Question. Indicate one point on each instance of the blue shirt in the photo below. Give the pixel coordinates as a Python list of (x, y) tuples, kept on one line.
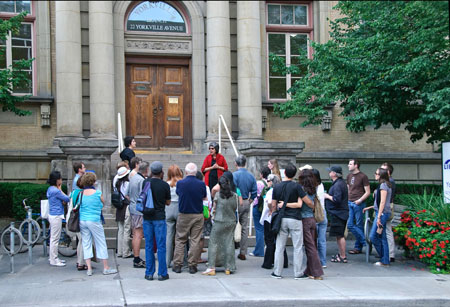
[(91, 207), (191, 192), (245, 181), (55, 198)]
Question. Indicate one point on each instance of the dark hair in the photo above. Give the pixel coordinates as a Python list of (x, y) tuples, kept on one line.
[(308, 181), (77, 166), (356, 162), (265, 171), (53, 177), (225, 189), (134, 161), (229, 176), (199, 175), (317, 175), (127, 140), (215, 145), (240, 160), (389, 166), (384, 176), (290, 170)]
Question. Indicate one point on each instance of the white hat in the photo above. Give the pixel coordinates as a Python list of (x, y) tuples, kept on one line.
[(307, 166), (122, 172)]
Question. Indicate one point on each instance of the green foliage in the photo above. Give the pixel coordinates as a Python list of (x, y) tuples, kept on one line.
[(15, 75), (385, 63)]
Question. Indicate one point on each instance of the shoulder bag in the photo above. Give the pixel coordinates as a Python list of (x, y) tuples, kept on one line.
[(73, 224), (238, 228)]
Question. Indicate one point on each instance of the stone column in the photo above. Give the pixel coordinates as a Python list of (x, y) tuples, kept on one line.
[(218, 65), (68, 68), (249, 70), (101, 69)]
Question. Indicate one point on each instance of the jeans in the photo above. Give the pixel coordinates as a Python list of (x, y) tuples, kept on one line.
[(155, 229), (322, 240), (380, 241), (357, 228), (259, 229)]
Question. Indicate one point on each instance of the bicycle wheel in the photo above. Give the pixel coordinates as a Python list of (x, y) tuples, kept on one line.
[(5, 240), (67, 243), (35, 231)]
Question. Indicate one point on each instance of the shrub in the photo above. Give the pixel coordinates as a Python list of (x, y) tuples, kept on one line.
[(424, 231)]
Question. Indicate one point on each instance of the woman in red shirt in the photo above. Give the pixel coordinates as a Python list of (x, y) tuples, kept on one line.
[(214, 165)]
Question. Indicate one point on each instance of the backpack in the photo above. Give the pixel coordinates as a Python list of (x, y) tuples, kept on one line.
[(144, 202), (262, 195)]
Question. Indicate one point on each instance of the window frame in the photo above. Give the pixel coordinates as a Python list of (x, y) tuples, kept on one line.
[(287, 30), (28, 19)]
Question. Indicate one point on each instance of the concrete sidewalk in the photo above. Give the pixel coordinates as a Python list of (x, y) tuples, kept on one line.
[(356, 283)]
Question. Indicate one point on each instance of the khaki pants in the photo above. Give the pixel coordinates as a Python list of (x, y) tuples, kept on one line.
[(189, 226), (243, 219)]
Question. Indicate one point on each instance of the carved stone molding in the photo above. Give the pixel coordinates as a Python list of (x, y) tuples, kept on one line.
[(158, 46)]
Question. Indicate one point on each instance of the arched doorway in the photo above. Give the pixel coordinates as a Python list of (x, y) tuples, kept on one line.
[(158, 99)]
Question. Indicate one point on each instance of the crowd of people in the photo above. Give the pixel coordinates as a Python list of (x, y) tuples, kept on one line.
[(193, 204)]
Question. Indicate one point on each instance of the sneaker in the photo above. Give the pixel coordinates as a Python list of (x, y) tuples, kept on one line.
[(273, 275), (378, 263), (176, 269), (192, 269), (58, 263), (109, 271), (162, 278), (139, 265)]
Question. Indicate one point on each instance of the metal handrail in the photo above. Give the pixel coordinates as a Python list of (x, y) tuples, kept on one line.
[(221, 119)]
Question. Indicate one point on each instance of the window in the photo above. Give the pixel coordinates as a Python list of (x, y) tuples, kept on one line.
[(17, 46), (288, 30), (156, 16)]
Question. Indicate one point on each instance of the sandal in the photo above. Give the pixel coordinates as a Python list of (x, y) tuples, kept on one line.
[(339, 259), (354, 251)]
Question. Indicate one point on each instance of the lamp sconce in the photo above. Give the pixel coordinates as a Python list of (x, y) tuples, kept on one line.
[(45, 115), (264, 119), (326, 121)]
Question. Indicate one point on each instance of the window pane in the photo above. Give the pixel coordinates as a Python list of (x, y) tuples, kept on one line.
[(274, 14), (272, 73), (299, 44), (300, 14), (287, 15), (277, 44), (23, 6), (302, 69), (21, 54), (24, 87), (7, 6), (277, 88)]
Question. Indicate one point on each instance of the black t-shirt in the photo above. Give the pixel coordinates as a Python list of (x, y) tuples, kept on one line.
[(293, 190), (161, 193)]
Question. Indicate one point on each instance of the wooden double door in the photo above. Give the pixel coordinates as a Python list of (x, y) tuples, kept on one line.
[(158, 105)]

---

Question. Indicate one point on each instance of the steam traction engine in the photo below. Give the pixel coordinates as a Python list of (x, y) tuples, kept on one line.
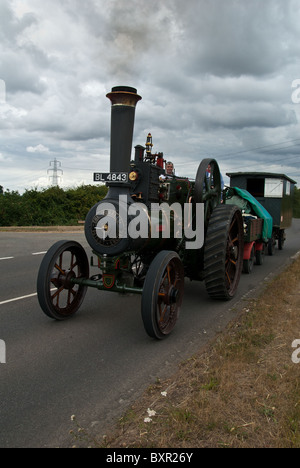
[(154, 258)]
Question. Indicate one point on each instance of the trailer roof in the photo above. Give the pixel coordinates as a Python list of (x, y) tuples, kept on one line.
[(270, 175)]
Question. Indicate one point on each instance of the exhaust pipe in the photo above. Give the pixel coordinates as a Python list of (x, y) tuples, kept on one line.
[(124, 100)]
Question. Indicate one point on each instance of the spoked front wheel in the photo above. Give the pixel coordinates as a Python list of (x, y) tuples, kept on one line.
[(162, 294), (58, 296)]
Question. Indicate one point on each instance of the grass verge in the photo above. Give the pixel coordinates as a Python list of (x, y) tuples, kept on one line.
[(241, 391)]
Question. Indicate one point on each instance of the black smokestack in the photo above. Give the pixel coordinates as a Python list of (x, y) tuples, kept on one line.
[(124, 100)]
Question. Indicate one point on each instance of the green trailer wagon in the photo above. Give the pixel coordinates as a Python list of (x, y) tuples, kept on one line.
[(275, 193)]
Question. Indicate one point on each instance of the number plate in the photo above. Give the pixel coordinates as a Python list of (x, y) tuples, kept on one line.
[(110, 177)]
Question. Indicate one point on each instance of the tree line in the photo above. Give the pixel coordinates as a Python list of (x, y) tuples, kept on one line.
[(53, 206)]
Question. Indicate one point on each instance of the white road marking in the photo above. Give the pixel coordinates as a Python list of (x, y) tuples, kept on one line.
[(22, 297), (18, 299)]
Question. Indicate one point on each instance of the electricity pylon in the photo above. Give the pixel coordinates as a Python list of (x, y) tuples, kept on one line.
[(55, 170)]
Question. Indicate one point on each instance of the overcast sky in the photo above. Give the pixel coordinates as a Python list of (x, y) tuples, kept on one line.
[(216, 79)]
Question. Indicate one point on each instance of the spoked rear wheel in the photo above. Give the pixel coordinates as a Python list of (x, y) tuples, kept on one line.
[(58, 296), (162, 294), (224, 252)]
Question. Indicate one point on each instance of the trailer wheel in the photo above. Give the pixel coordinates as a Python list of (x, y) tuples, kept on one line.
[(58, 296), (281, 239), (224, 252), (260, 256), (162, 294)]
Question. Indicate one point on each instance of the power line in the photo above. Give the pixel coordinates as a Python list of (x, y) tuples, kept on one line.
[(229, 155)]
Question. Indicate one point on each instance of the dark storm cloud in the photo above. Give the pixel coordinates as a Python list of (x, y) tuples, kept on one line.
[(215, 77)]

...

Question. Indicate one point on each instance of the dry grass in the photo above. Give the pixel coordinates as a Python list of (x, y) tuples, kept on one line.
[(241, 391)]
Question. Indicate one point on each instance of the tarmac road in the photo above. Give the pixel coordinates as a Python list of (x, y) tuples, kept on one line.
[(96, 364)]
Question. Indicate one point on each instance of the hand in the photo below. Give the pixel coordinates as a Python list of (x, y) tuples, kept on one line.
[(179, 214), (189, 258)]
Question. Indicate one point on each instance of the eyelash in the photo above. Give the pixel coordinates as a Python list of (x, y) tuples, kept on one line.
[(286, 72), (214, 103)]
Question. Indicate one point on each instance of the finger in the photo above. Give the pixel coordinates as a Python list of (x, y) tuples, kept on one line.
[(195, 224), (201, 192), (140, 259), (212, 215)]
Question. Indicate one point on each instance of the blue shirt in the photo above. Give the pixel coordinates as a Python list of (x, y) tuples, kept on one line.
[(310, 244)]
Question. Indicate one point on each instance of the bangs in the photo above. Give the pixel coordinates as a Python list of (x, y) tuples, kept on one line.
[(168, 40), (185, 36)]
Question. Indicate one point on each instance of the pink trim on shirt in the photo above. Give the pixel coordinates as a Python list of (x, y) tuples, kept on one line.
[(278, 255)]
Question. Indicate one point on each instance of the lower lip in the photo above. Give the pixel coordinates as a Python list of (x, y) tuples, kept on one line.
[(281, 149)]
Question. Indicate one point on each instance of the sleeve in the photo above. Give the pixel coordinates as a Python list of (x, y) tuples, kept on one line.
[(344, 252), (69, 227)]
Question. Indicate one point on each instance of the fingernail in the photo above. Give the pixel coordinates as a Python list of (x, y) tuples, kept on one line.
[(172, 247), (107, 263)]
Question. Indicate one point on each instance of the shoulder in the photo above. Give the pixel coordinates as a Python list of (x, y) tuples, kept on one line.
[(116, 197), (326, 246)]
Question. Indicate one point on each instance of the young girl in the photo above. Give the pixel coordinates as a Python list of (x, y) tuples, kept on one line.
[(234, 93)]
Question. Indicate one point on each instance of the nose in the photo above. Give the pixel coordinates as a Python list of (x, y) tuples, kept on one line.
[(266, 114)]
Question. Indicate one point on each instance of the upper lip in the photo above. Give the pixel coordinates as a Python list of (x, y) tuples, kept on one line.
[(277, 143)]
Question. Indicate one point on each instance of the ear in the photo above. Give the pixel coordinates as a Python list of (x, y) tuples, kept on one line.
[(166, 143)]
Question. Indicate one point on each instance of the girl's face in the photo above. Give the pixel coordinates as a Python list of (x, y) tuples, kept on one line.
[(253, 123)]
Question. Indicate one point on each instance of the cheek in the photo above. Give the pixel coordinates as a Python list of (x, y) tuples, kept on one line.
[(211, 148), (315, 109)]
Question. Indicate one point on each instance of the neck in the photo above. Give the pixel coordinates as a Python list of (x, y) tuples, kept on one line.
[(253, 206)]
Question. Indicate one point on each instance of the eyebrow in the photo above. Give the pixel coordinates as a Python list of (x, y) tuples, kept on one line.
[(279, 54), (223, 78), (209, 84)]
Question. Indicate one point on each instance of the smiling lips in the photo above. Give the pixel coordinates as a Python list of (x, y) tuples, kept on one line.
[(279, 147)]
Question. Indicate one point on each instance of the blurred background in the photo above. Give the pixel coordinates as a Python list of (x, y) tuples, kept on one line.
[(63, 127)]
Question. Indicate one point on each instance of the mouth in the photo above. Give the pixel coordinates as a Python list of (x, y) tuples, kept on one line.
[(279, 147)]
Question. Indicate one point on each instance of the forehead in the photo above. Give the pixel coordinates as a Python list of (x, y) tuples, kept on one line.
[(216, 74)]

* **WHAT YOU NEED TO DO**
Arrange the rows from the line containing "shirt in the photo below." through the line containing "[(5, 240), (67, 243), (35, 231)]", both included, as a two-column CSV with the header instruction,coordinates. Put each row on one line with its instruction text and its coordinate list, each in a single quoted field with line breaks turned into spaces, and leave the pictures out.

* **WRITTEN SOLUTION**
instruction,coordinates
"Question. Indicate one point on each instance of the blue shirt in the photo below. Give the pixel coordinates as a Python list of (x, y) tuples, kept on one line.","[(91, 207), (191, 192), (245, 181), (55, 198)]"
"Question. Indicate one point on each instance of the dark hair in the photo above. Give the pixel coordinates as a Python list of (x, y) tuples, kept on one line.","[(308, 181), (77, 166), (356, 162), (265, 171), (53, 177), (225, 189), (134, 161), (229, 176), (199, 175), (317, 175), (127, 140), (215, 145), (240, 160), (389, 166), (384, 176), (290, 170)]"
"Question. Indicate one point on each instance of the white hat in the photo above. Give the pixel coordinates as a Python list of (x, y) tuples, kept on one line.","[(307, 166), (122, 172)]"
"Question. Indicate one point on each instance of the green foliage in the photo above. Give the pixel coordinates as a Python list of (x, y) tuples, kept on one line.","[(15, 75), (385, 63)]"
"Question. Indicate one point on each instance of the shoulder bag in the photo above. Give the pixel coordinates as a Python list of (x, y) tuples, kept on one line.","[(73, 224), (238, 228)]"
"Question. Indicate one point on each instance of the stone column in the photo above. Give the pixel coordinates as a Python list of (x, y) tuples, kept on one line.","[(218, 65), (68, 68), (249, 70), (101, 69)]"
"Question. Indicate one point on each instance of the jeans in the photo above. Give the pixel coordinates as a Python list of (x, y) tuples, kept on one line.","[(155, 229), (322, 240), (380, 241), (357, 228), (259, 229)]"
"Question. Indicate one point on each instance of the bicycle wheel in the photo above. Give the pixel coordinates as a Python list of (x, y) tuples, kept on one line.","[(5, 240), (67, 243), (35, 231)]"